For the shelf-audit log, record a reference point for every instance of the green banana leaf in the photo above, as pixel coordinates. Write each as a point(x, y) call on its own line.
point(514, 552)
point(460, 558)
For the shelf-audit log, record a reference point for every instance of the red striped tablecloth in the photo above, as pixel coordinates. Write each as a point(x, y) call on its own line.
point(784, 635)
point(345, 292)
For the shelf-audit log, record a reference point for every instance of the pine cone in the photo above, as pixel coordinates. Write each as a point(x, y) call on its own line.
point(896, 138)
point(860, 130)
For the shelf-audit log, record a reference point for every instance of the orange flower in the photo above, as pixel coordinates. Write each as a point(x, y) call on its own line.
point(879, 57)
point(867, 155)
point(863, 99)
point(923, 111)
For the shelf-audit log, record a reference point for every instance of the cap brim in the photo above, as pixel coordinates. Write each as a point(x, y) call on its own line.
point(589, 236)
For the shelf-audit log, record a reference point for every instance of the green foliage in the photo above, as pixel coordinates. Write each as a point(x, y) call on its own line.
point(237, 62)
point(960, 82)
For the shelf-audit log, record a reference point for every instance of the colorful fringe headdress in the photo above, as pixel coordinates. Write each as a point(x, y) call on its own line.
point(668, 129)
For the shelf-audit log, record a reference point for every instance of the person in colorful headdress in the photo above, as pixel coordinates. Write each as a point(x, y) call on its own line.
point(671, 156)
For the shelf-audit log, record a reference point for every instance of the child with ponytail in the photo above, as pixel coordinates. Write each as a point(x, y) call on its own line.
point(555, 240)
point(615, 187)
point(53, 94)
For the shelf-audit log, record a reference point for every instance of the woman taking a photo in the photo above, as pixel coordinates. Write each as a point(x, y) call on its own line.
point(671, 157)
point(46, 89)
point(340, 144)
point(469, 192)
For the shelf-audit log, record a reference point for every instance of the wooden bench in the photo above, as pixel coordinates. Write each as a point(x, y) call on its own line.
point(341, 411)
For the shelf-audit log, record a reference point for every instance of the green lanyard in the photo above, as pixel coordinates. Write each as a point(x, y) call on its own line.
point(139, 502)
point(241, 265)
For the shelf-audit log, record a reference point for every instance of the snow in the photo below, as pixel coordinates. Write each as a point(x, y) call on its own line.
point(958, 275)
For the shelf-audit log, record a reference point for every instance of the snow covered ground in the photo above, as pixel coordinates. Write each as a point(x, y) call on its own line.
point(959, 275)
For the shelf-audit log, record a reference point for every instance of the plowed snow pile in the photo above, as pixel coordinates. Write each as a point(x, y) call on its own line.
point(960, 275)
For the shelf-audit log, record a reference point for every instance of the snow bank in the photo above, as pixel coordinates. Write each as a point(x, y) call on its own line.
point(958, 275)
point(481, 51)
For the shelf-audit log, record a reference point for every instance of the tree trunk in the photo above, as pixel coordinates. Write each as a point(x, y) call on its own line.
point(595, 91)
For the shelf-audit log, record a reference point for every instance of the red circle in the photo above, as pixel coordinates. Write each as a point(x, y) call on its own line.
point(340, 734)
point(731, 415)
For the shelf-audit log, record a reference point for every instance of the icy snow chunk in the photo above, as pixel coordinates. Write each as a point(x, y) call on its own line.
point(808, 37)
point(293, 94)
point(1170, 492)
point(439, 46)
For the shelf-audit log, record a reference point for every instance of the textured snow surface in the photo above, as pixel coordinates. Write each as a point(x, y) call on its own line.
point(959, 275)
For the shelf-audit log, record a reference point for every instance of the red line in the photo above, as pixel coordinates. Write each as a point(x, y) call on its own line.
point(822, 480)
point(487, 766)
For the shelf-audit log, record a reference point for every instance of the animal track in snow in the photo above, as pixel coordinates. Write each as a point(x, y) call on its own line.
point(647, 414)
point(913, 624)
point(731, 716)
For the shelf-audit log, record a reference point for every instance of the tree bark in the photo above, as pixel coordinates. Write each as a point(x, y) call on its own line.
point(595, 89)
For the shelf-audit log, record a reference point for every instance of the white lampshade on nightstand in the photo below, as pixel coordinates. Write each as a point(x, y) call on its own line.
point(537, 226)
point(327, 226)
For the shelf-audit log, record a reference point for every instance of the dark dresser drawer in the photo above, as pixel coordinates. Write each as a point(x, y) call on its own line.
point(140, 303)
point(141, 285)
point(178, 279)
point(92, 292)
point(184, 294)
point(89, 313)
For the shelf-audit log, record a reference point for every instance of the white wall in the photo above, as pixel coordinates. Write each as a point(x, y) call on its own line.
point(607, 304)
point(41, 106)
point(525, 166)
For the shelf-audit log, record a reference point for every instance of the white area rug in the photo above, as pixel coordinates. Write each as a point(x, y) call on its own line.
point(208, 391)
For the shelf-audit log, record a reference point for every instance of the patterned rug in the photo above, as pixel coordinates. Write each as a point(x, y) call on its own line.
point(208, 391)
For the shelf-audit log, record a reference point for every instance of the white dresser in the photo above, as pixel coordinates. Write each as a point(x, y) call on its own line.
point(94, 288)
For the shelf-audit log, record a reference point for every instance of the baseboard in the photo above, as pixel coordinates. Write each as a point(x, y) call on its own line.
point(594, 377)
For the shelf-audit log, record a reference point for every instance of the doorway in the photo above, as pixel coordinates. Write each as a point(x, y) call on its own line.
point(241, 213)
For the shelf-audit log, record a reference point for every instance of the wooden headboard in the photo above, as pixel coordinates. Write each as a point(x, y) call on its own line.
#####
Exercise description
Arrange all of the data above as a Markdown table with two columns, No. and Text. Number each row and put one line of the data in each, skipping blank lines.

Result of the task
| No. | Text |
|---|---|
| 1 | For the shelf-audit log, record a reference point for every instance of the green banana leaf in the photo above, as pixel coordinates. Write each as a point(x, y) call on its own line. |
| 2 | point(514, 552) |
| 3 | point(460, 558) |
| 4 | For the shelf-audit log, record a reference point for every instance of the red striped tablecloth in the photo above, as pixel coordinates. Write each as a point(x, y) call on its own line. |
| 5 | point(784, 635) |
| 6 | point(345, 292) |
| 7 | For the shelf-audit log, record a reference point for every instance of the pine cone in the photo above, as pixel coordinates. Write each as a point(x, y) call on its own line. |
| 8 | point(896, 138) |
| 9 | point(860, 130) |
| 10 | For the shelf-audit log, record a reference point for every instance of the orange flower in the photo above, as pixel coordinates. Write each as a point(x, y) call on its own line. |
| 11 | point(879, 57) |
| 12 | point(867, 155) |
| 13 | point(863, 99) |
| 14 | point(923, 111) |
| 15 | For the shelf-audit log, record a reference point for every instance of the cap brim in the photo above, as pixel coordinates. Write each as a point(x, y) call on its own line. |
| 16 | point(589, 236) |
| 17 | For the shelf-audit log, record a reference point for every instance of the green foliage in the photo above, as pixel coordinates. Write each as a point(x, y) call on its own line. |
| 18 | point(237, 62) |
| 19 | point(960, 82) |
| 20 | For the shelf-audit log, record a reference point for every instance of the colorful fringe headdress in the photo above, as pixel coordinates. Write each as a point(x, y) call on its own line. |
| 21 | point(668, 129) |
| 22 | For the shelf-audit log, record a reference point for every instance of the person in colorful headdress in the photo above, as pixel coordinates. Write each as a point(x, y) call on its own line. |
| 23 | point(671, 156) |
| 24 | For the shelf-audit log, record a reference point for every instance of the child with ponytail in the photo above, as pixel coordinates. Write each as a point(x, y) call on its own line. |
| 25 | point(555, 240) |
| 26 | point(615, 187) |
| 27 | point(53, 94) |
| 28 | For the shelf-audit log, record a reference point for every instance of the woman taking a photo in the photo above, as pixel coordinates. Write each as a point(x, y) call on its own line. |
| 29 | point(671, 157) |
| 30 | point(46, 89) |
| 31 | point(340, 144) |
| 32 | point(469, 192) |
| 33 | For the shelf-audit log, record a reference point for every instance of the wooden bench in the photo above, as pixel coordinates. Write each as a point(x, y) call on its own line. |
| 34 | point(341, 411) |
| 35 | For the shelf-audit log, record a reference point for every instance of the green lanyard in the photo above, as pixel coordinates. Write each as a point(x, y) call on its own line. |
| 36 | point(139, 502) |
| 37 | point(241, 265) |
| 38 | For the shelf-audit log, record a reference point for every instance of the snow in the photo below, as pixel coordinates. Write each as a point(x, y) call on its own line. |
| 39 | point(958, 275) |
| 40 | For the shelf-audit log, record a reference point for every instance of the snow covered ground in the photo above, as pixel coordinates. Write each as a point(x, y) call on its own line. |
| 41 | point(959, 275) |
| 42 | For the shelf-audit log, record a reference point for every instance of the plowed snow pile in the photo above, as pixel coordinates. Write each as a point(x, y) call on its own line. |
| 43 | point(960, 275) |
| 44 | For the shelf-audit log, record a reference point for every instance of the snow bank in the photo above, as pixel coordinates. Write each as a point(x, y) call on its own line. |
| 45 | point(958, 275) |
| 46 | point(481, 51) |
| 47 | For the shelf-audit log, record a reference point for every instance of the tree trunk in the photo above, as pixel coordinates. Write each as a point(x, y) call on its own line. |
| 48 | point(595, 91) |
| 49 | For the shelf-audit log, record a reference point for every instance of the red circle in the photo above, as pixel coordinates. Write each as a point(x, y) call on its own line. |
| 50 | point(340, 734) |
| 51 | point(731, 415) |
| 52 | For the shelf-audit log, record a reference point for every instance of the icy snow chunk in the photo above, as pixel coordinates. Write each as a point(x, y) call on its own line. |
| 53 | point(808, 37) |
| 54 | point(293, 94) |
| 55 | point(1170, 492) |
| 56 | point(439, 46) |
| 57 | For the shelf-audit log, record a reference point for every instance of the textured snow surface in the photo above, as pixel coordinates. Write each as a point(x, y) call on its own line. |
| 58 | point(959, 275) |
| 59 | For the shelf-audit log, record a reference point for every instance of the red line in the photo above, as pixel coordinates. Write each as a point(x, y) call on its own line. |
| 60 | point(822, 480) |
| 61 | point(487, 766) |
| 62 | For the shelf-audit log, record a reference point for every instance of the animal track in snow in the photo above, as pixel coordinates. Write each as a point(x, y) call on its own line. |
| 63 | point(647, 414) |
| 64 | point(913, 624) |
| 65 | point(731, 716) |
| 66 | For the shelf-audit log, record a reference point for every instance of the tree bark in the photo above, as pixel coordinates. Write each as a point(x, y) call on its own line. |
| 67 | point(595, 89) |
| 68 | For the shelf-audit log, record a reference point for every instance of the white lampshade on nightstand in the photo below, as pixel coordinates. Write each as a point(x, y) call on its own line. |
| 69 | point(537, 226) |
| 70 | point(327, 226) |
| 71 | For the shelf-audit log, record a reference point for every instance of the dark dresser drawer in the photo above, as pixel coordinates. Write each as a point(x, y) call on its own line. |
| 72 | point(140, 303) |
| 73 | point(141, 285) |
| 74 | point(178, 279) |
| 75 | point(92, 292) |
| 76 | point(184, 294) |
| 77 | point(89, 313) |
| 78 | For the shelf-audit log, record a reference point for every instance of the white wall in the photo above, as pixel coordinates. Write each as a point(x, y) call on its own line. |
| 79 | point(607, 304) |
| 80 | point(41, 106) |
| 81 | point(525, 166) |
| 82 | For the shelf-audit log, record a reference point for every instance of the white area rug in the photo above, as pixel coordinates. Write each as a point(x, y) call on its own line. |
| 83 | point(208, 391) |
| 84 | For the shelf-audit log, record a reference point for every instance of the patterned rug in the photo above, as pixel coordinates. Write each as a point(x, y) call on its own line. |
| 85 | point(208, 391) |
| 86 | For the shelf-audit log, record a reference point for every instance of the white dresser in the photo above, as pixel coordinates. Write each as a point(x, y) call on its own line. |
| 87 | point(94, 288) |
| 88 | For the shelf-audit log, record a reference point for every instance of the baseboard in the photo above, as pixel coordinates. Write each as a point(x, y) call on its own line. |
| 89 | point(594, 377) |
| 90 | For the shelf-audit log, record a reference point for every instance of the doorway in the photo above, as pixel coordinates. Write each as a point(x, y) call on its own line. |
| 91 | point(241, 213) |
| 92 | For the shelf-audit log, record a reference point for every instance of the wooden headboard in the photo above, as pixel coordinates. Write each as a point(x, y) call on its own line. |